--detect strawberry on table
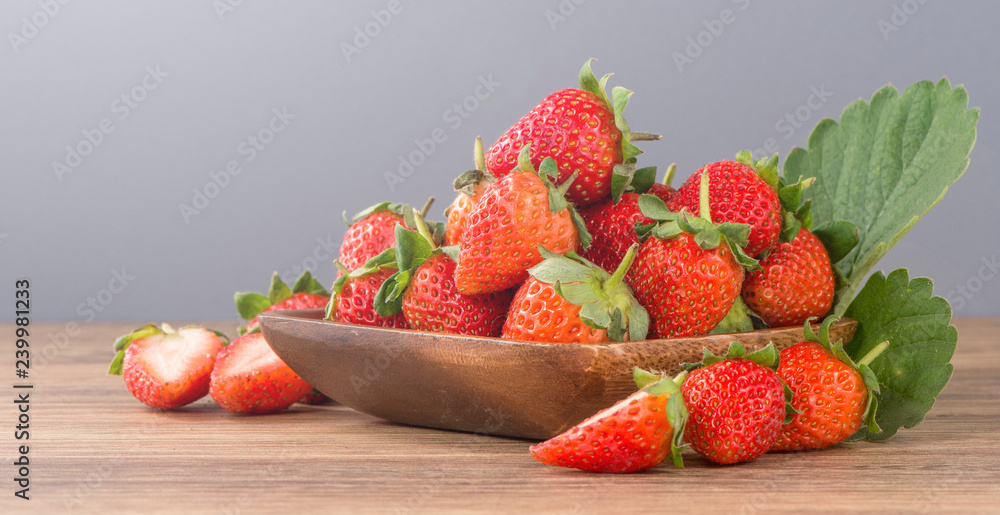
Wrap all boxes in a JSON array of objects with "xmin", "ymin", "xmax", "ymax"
[
  {"xmin": 530, "ymin": 369, "xmax": 687, "ymax": 473},
  {"xmin": 486, "ymin": 59, "xmax": 660, "ymax": 206},
  {"xmin": 455, "ymin": 145, "xmax": 590, "ymax": 295},
  {"xmin": 501, "ymin": 245, "xmax": 649, "ymax": 343},
  {"xmin": 681, "ymin": 342, "xmax": 786, "ymax": 464},
  {"xmin": 108, "ymin": 324, "xmax": 229, "ymax": 409},
  {"xmin": 234, "ymin": 270, "xmax": 330, "ymax": 335},
  {"xmin": 770, "ymin": 317, "xmax": 889, "ymax": 451},
  {"xmin": 210, "ymin": 333, "xmax": 312, "ymax": 414}
]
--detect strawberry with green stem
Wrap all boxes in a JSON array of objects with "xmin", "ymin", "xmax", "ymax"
[
  {"xmin": 486, "ymin": 59, "xmax": 661, "ymax": 206},
  {"xmin": 108, "ymin": 324, "xmax": 229, "ymax": 409},
  {"xmin": 530, "ymin": 368, "xmax": 688, "ymax": 473},
  {"xmin": 455, "ymin": 145, "xmax": 591, "ymax": 295},
  {"xmin": 626, "ymin": 175, "xmax": 756, "ymax": 338},
  {"xmin": 770, "ymin": 316, "xmax": 889, "ymax": 451},
  {"xmin": 501, "ymin": 245, "xmax": 649, "ymax": 343}
]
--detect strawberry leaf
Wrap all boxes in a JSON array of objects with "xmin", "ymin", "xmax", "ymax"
[
  {"xmin": 785, "ymin": 79, "xmax": 979, "ymax": 314},
  {"xmin": 845, "ymin": 268, "xmax": 958, "ymax": 440}
]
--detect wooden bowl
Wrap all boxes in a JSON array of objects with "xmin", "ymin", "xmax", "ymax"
[{"xmin": 258, "ymin": 310, "xmax": 857, "ymax": 439}]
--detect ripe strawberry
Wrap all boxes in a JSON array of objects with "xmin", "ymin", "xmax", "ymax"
[
  {"xmin": 530, "ymin": 371, "xmax": 687, "ymax": 473},
  {"xmin": 235, "ymin": 270, "xmax": 330, "ymax": 335},
  {"xmin": 402, "ymin": 253, "xmax": 514, "ymax": 336},
  {"xmin": 667, "ymin": 157, "xmax": 782, "ymax": 256},
  {"xmin": 455, "ymin": 146, "xmax": 590, "ymax": 295},
  {"xmin": 626, "ymin": 176, "xmax": 755, "ymax": 338},
  {"xmin": 210, "ymin": 333, "xmax": 312, "ymax": 413},
  {"xmin": 486, "ymin": 59, "xmax": 659, "ymax": 206},
  {"xmin": 681, "ymin": 342, "xmax": 786, "ymax": 464},
  {"xmin": 741, "ymin": 227, "xmax": 834, "ymax": 327},
  {"xmin": 770, "ymin": 317, "xmax": 889, "ymax": 451},
  {"xmin": 108, "ymin": 324, "xmax": 228, "ymax": 409},
  {"xmin": 501, "ymin": 245, "xmax": 649, "ymax": 343},
  {"xmin": 580, "ymin": 166, "xmax": 674, "ymax": 272},
  {"xmin": 444, "ymin": 136, "xmax": 496, "ymax": 245}
]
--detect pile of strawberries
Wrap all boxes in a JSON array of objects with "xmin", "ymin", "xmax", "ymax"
[{"xmin": 112, "ymin": 61, "xmax": 877, "ymax": 472}]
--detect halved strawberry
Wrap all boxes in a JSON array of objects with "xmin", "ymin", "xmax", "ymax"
[
  {"xmin": 108, "ymin": 324, "xmax": 228, "ymax": 409},
  {"xmin": 210, "ymin": 333, "xmax": 312, "ymax": 413}
]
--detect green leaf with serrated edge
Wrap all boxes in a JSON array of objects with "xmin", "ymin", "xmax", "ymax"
[
  {"xmin": 708, "ymin": 297, "xmax": 753, "ymax": 334},
  {"xmin": 267, "ymin": 272, "xmax": 292, "ymax": 304},
  {"xmin": 785, "ymin": 79, "xmax": 979, "ymax": 314},
  {"xmin": 233, "ymin": 292, "xmax": 272, "ymax": 320},
  {"xmin": 845, "ymin": 269, "xmax": 958, "ymax": 440},
  {"xmin": 812, "ymin": 220, "xmax": 861, "ymax": 264}
]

########################################

= WORK TO BE COMPLETED =
From the line holding "--detect halved strawberry" through the last line above, reproduce each line exactly and add nothing.

= EXERCISE RESULT =
--detect halved strawberry
Wrap all boxes in a JSON array of objects with "xmin", "ymin", "xmax", "ymax"
[
  {"xmin": 108, "ymin": 324, "xmax": 228, "ymax": 409},
  {"xmin": 210, "ymin": 333, "xmax": 312, "ymax": 413}
]
--detect green leaf with serrated edge
Wrap all boxes in a JSON array of objects with "xmin", "ymin", "xmax", "ymax"
[
  {"xmin": 708, "ymin": 297, "xmax": 753, "ymax": 334},
  {"xmin": 267, "ymin": 272, "xmax": 292, "ymax": 304},
  {"xmin": 785, "ymin": 79, "xmax": 979, "ymax": 314},
  {"xmin": 233, "ymin": 292, "xmax": 272, "ymax": 320},
  {"xmin": 845, "ymin": 269, "xmax": 958, "ymax": 440},
  {"xmin": 812, "ymin": 220, "xmax": 861, "ymax": 264}
]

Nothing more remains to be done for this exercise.